- [RECORDS SHOWN]
──────────

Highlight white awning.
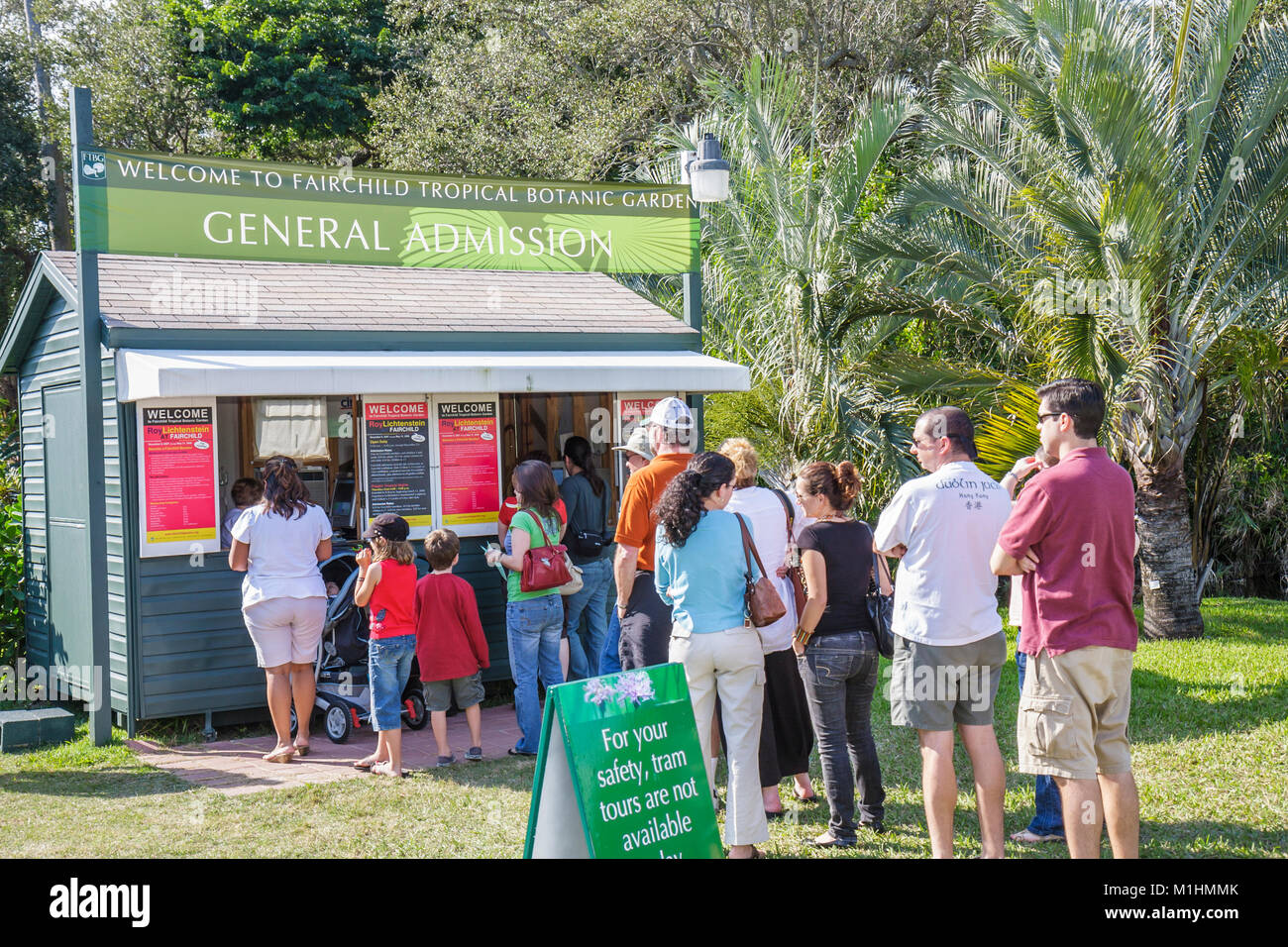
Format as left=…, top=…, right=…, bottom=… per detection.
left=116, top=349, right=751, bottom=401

──────────

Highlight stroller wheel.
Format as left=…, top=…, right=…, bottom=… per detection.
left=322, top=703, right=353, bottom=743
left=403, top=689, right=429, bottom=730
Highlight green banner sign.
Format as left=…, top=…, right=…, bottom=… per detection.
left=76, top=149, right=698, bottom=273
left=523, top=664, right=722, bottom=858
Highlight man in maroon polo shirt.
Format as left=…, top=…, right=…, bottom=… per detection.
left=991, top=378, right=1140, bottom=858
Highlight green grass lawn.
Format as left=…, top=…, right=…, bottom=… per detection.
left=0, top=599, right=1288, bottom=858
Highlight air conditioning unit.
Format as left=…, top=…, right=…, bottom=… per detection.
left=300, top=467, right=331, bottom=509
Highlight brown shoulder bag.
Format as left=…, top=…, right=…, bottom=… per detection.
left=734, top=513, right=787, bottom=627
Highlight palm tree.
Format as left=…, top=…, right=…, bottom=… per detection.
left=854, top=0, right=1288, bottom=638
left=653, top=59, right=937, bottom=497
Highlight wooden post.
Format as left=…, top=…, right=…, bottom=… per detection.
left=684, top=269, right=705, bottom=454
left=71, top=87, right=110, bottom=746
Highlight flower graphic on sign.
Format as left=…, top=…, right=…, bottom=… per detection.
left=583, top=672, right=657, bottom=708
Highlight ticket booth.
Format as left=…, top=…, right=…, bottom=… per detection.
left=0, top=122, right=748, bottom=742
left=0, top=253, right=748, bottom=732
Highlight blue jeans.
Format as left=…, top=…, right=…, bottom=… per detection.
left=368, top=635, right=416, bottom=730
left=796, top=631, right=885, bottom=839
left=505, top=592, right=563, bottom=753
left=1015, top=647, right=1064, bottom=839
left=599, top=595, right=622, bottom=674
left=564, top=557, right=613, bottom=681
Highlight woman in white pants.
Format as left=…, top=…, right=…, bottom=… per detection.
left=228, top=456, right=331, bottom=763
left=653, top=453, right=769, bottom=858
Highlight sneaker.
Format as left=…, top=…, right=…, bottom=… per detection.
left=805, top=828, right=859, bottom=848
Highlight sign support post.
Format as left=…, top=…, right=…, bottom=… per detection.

──────────

- [TASK DETAILS] Could you rewrite only the part that opens with the line containing "Highlight white awning." and closes with the line containing "left=116, top=349, right=751, bottom=401", renaming "awning" to "canopy" and leaving everything else unchanged? Omit the picture from your answer.

- [TASK RESPONSE]
Highlight white canopy.
Format as left=…, top=…, right=…, bottom=… per detection.
left=116, top=349, right=751, bottom=401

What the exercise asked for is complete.